SHOCK WAVES SHAPED OUR SOLAR SYSTEM?
RAS

Certain scientists think that shock waves that might have been emitted
from the Sun when it was very young might have caused the planets in
the Solar System to form at different times.  It seems that the waves
might have created a series of debris rings that eventually accreted
into planets, the outermost ones first.


DAWN SUGGESTS SPECIAL DELIVERY OF HYDRATED MATERIAL TO VESTA
RAS

The mechanism by which water was incorporated into the terrestrial
planets is a matter of debate.  Now, observations of Vesta by the Dawn
mission suggest that hydrous materials were delivered to the asteroid
mainly through a build-up of small particles during an epoch when the
Solar System was rich in dust.  Vesta's surface shows distinct areas
enriched with hydrated materials.  Those regions are not dependent on
solar illumination or temperature, as we find in the case of the Moon.
The uneven distribution is unexpected and indicates ancient processes
that differ from those believed to be responsible for delivering water
to other airless bodies, like the Moon.  Analysis of data from Dawn's
mapping spectrometer showed large regional concentrations of hydroxyl
(a hydrogen and an oxygen atom bound together) clearly associated with
features including ancient, highly-cratered landforms and the Oppia
crater.  Hydroxyl on the surface of the Moon is thought to be created
continuously by the interaction of protons from the solar wind with
the lunar regolith.  Highest concentrations are found in areas near
the lunar poles and in permanently shadowed craters where it is very
cold.  By contrast, the distribution of hydroxyl on Vesta is not
dependent on significant shadowing or unusually cold temperatures.
It is also stable over time, so its origin does not appear to be due
to short-term processes.

The hydroxyl-rich regions on Vesta broadly correspond to its oldest
surfaces.  Around relatively large and young impact craters, hydroxyl
detections are weak or absent, suggesting that the delivery of
hydroxyl is not an ongoing process.  The spectrometer evidence
suggests that much of Vesta's hydroxyl was delivered by small
particles of primitive material, less than a few centimetres in
diameter, over a time-limited period, but it is not clear what period
that was.


SUPERNOVA 1006
ScienceDaily

Astronomers all over the world observed the supernova of the year
1006.  Some of them, including Chinese astronomers, highlighted the
fact that it was visible for three years.  The most explicit record,
made by the Egyptian Ali ibn Ridwan (988-1061), notes that the
phenomenon was about three times brighter than Venus, and that it
emitted light of a quantity equivalent to almost a quarter of the
Moon's brightness.  Now a team of astronomers has studied the existing
stars in the area, regarding distance and possible contamination by
elements of the supernova, and the results show that there is no star
that could be considered the progenitor of the explosion and that the
event was probably the result of a collision and merger of two white
dwarf stars of similar mass.

**Written instruction a**
Rescale the records below by repeating all their lines, requests included, with every point coordinate in the answers multiplied by 2.55 and rounded to a whole number, halves rounding up. Leave the pictures out.
The astronomy news extract and the records come from separate sources.

**Material for this task**
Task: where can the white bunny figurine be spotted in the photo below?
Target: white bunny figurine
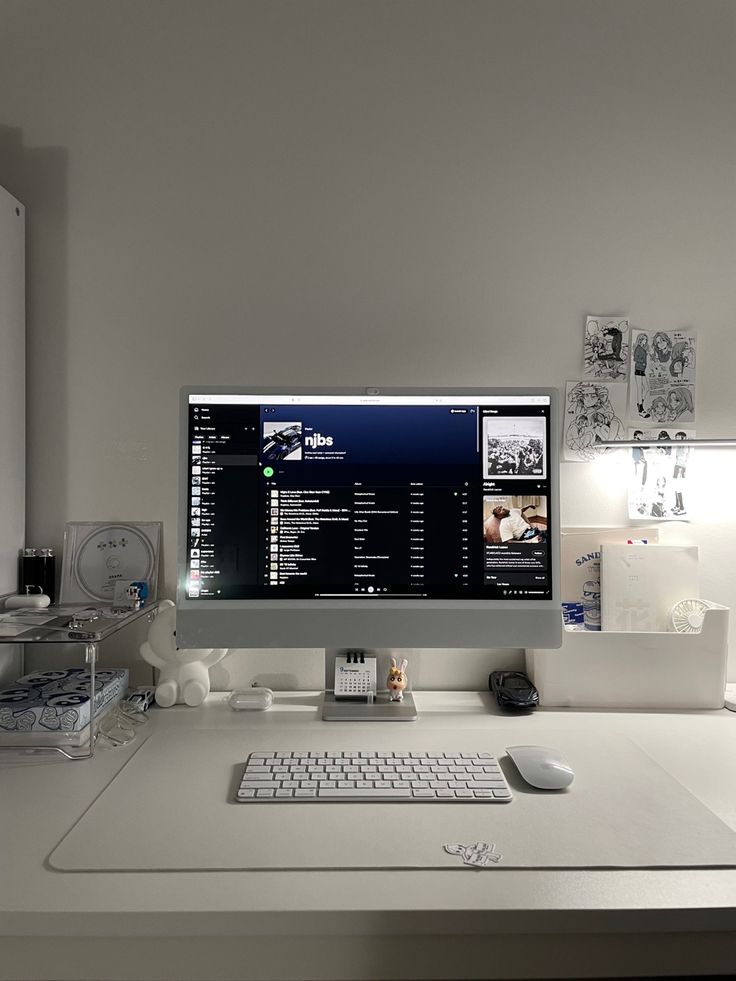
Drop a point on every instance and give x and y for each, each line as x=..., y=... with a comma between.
x=396, y=681
x=183, y=675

**Written instruction b**
In the astronomy news extract, how much brighter than Venus did Ali ibn Ridwan say the supernova of 1006 was?

**Task output a**
Task: where can the white bunny figurine be spotted in the photo below?
Target: white bunny figurine
Drop a point on every instance and give x and y for each, each line as x=..., y=... with a comma between.
x=1010, y=1737
x=467, y=1721

**Task output b**
About three times brighter than Venus.